§ **Dataset excerpts**
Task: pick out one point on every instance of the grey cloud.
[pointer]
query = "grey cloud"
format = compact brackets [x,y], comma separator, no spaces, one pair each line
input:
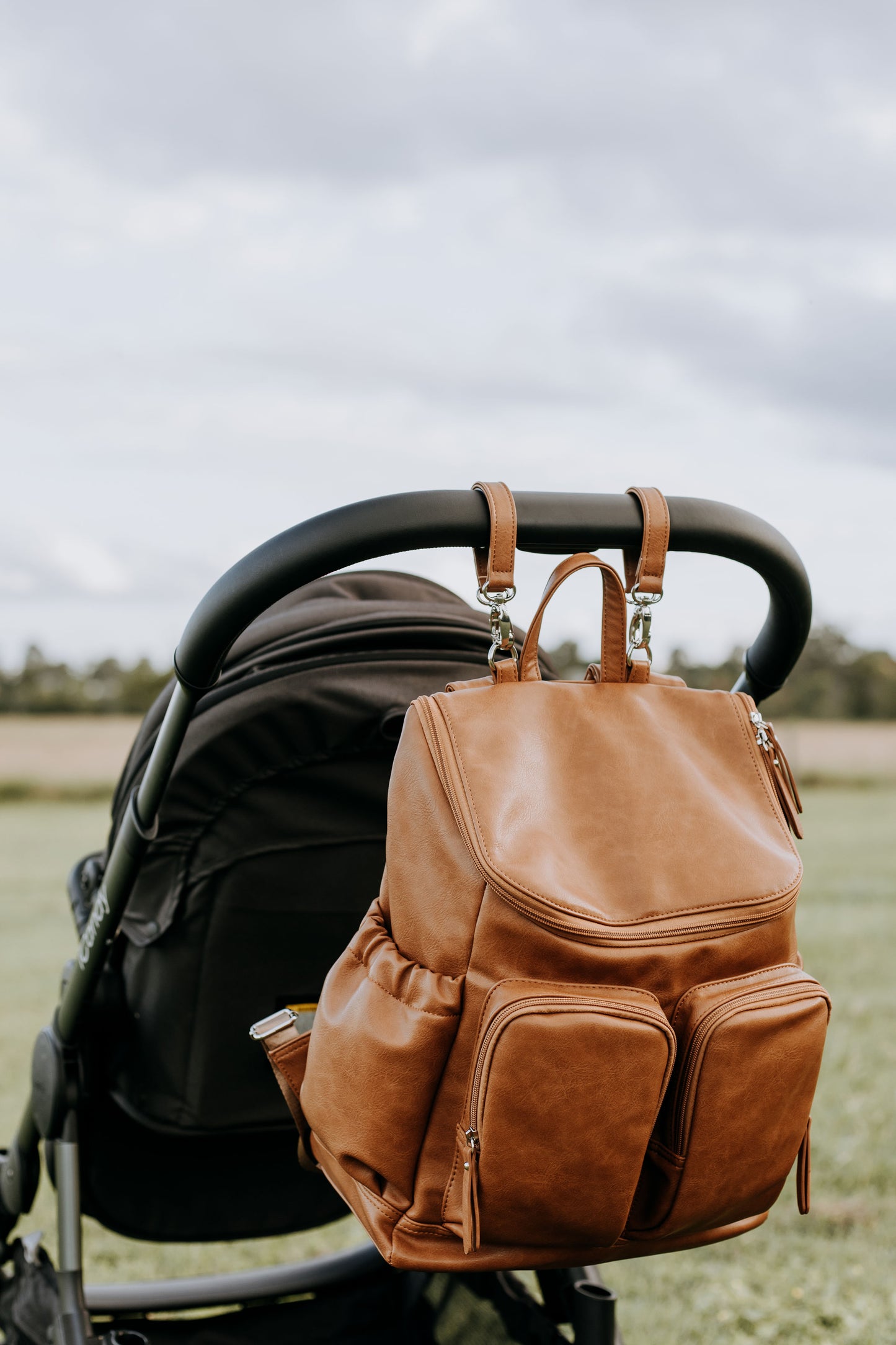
[695,112]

§ **Exercise goal**
Could you rewrite all the rows above with their requests, adding 120 to each coordinate in the answers? Leave the pictures out.

§ **Correct response**
Task: pick out one point on every instance of the grey cloud.
[pointer]
query = "grey cloud"
format = compact brackets [x,y], comma separator, no spaces, one pair each line
input:
[815,232]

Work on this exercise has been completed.